Hahahahahahahahaha!
If you and your spouse work full time you won't be in poverty unless you breed like rabbits.
Oh yes, blame it on the children.... You crack me up.
Poverty is almost totally a matter of work hours--which is why attacking it via the minimum wage is doomed--it's not controlling factor.
That is the solution, just work more hours every day!
Laugh at your own ignorance if you want. Or do the math.
Did the math.
A single person earning $9 an hour working a full time schedule with no vacation or holidays makes $18,720. In a city like Detroit, a one-bedroom or studio apartment in the ghetto can cost anywhere between $500 and $700 monthly rent, or $6,000 to $7,400 per year. Deduct 20% for payroll taxes, take off another $3,744.
18,720
-7,400
-3,744
$7,596,
That gives him $633 a month in which to pay for food, electricity (and possibly gas), water bill, phone bill, transportation. If he's a really good home cook who knows how to stretch a budget, he might be able to keep his grocery bill around $230 for the month. That leaves $400 for everything else.

### [Given entries]
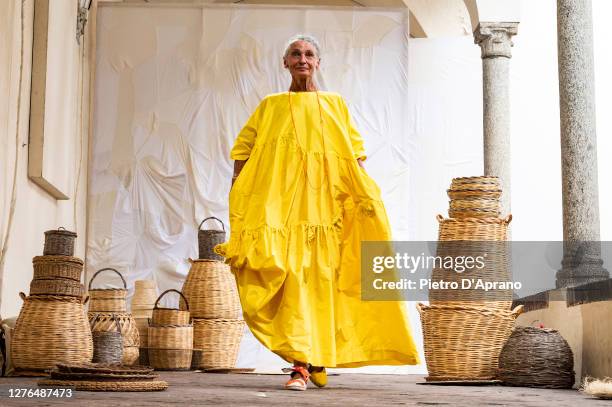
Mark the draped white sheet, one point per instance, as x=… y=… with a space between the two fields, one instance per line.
x=175 y=85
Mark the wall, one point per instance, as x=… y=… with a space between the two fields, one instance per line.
x=34 y=210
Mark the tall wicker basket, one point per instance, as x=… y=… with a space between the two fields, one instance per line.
x=211 y=291
x=208 y=239
x=218 y=340
x=464 y=343
x=170 y=316
x=50 y=330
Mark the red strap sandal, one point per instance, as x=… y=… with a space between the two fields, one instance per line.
x=298 y=382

### [Check your understanding]
1. In the discussion about poverty and work hours:
(a) What hourly wage does the worked example assume?
(b) What monthly rent range does it give for a one-bedroom or studio apartment in Detroit?
(c) About how much could a good home cook keep the monthly grocery bill to?
2. What comes next in the discussion about poverty and work hours? Continue it from its last line.

### [Exercise responses]
1.
(a) $9 an hour
(b) $500 to $700
(c) Around $230

2.
Note, however, that if anything goes even SLIGHTLY wrong in this man's life, he is completely fucked. If he gets hit by a car, if he gets shot by a gang banger, if his boss cuts his hours or suspends him for a week, if he is forced to take a pay cut because of hard times, or if his transportation costs go up, or if his stove stops working and he has to depend on fast food, or if he has a serious illness and has to pay the deductible for his medical bills. And this before you consider every day/normal screwups: if his debit card gets overdrawn and the bank hits him with $200 worth of fees, or if his student loan company decides not to give him a hardship deferment and starts garnishing his wages. Or if his landlord decides to raise his rent by $150 at the end of the year... and the next year, and the year after that. And if his full time job is somewhere that's hard to get to without public transit, he may be required to buy a car.
This for a man who technically ISN'T in poverty.
And these are the kinds of people the U.K. police officer sees as being let down by the system. He sees it this way because it's true: people who make considerably higher than the minimum wage are living on the margins of survival day by day, have no prospects for improving their own position, let alone the position of their families.